— Start SUPPLIED TEXT —

File size: 4,207 Bytes

---
library_name: torch
tags:
- image-classification
- resnet
- diagrams
- pytorch
- computer-vision
license: apache-2.0
metrics:
- accuracy
- f1
- recall
- precision
base_model:
- microsoft/resnet-18
pipeline_tag: image-classification
datasets:
- phiyodr/coco2017
- HuggingFaceM4/ChartQA
- JasmineQiuqiu/diagrams_with_captions_2
---

# Model Card for Diagram Classification Model

## Model Details

### Model Description

This is a fine-tuned ResNet-18 model trained for binary image classification, distinguishing between **diagrams** and **non-diagrams**. The model is designed for use in applications that need automatic filtering or processing of diagram-based content.

- **Developed by:** Aya Mohamed
- **Model type:** ResNet-18 (Fine-tuned for image classification)
- **Language(s) (NLP):** Not applicable (Computer Vision model)
- **License:** Apache 2.0
- **Finetuned from model:** `microsoft/resnet-18`

### Model Sources

- **Repository:** [Ayamohamed/diaclass-model](https://huggingface.co/Ayamohamed/diaclass-model)

## Uses

### Direct Use

This model is intended for classifying images as **diagrams** or **non-diagrams**. It can be used in:
- **Document processing** (extracting diagrams from PDFs or scanned documents)

— End SUPPLIED TEXT —
— Start RECORD LIST —

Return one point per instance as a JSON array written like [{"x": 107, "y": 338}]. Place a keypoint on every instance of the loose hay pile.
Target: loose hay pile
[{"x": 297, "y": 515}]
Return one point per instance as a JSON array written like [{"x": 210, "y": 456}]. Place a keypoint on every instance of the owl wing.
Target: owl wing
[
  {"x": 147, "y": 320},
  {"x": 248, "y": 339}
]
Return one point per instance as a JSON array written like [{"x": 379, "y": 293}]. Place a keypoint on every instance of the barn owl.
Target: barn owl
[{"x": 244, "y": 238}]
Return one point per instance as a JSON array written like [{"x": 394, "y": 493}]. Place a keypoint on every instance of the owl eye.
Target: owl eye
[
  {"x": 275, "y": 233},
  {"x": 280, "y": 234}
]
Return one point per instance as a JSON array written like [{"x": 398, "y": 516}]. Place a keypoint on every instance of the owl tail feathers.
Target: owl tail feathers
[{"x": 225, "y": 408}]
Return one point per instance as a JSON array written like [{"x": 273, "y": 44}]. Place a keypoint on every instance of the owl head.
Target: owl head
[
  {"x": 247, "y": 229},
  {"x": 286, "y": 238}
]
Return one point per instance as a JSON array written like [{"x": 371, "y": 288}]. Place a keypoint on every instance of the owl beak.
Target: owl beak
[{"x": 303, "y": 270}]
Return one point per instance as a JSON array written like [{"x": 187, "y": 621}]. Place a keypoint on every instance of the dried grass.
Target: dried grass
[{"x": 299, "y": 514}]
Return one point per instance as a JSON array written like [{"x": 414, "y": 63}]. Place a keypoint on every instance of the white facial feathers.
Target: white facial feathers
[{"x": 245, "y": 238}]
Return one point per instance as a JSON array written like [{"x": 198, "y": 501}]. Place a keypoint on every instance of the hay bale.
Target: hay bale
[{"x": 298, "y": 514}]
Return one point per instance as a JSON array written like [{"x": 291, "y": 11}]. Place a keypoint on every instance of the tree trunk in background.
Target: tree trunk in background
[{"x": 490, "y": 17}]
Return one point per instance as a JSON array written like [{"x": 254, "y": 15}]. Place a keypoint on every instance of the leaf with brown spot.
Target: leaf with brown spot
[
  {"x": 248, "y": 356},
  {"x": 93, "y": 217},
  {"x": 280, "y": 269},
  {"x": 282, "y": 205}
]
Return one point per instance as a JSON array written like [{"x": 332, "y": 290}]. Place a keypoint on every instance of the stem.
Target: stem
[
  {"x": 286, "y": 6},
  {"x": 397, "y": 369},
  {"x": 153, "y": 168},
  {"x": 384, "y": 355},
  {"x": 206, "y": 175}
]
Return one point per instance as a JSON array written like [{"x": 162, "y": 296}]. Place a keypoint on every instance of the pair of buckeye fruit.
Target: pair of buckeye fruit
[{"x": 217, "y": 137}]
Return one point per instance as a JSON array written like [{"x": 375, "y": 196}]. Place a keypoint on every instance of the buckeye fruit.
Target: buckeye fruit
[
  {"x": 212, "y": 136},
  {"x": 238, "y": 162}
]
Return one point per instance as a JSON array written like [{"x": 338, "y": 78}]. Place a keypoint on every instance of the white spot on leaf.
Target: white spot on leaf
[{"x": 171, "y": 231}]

— End RECORD LIST —

• PROBLEMS TO WORK ON:
A – Using the diagram classifier model card above, say whether each statement agrees with it. Answer yes or no, and quote the deciding words. (i) The model is released under the MIT license. (ii) The model sorts images into two classes. (iii) ChartQA is one of the listed datasets.
B – Pick up the diagram classifier model card above after its last line and keep writing it.

• ANSWERS TO THE TASKS:
A –
(i) No: "license: apache-2.0"
(ii) Yes: "trained for binary image classification"
(iii) Yes: "HuggingFaceM4/ChartQA"

B –
- **Chart-based visual question generation (VQG)**
- **Content moderation** (filtering diagram images from general image datasets)

### Out-of-Scope Use

- Not suitable for **multi-class classification** beyond diagrams vs. non-diagrams.
- Not designed for **hand-drawn sketches** or **complex figures with mixed elements**.

## Bias, Risks, and Limitations

- The model's accuracy depends on the training dataset, which may not cover all possible diagram styles.
- May misclassify **charts, blueprints, or artistic drawings** if they resemble diagrams.

### Recommendations

Users should **evaluate the model** on their specific dataset before deployment to ensure it performs well in their context.



## 🚀 How to Use

### **1️⃣ Load the Model from Hugging Face**
You can download the model and load it using `torch`.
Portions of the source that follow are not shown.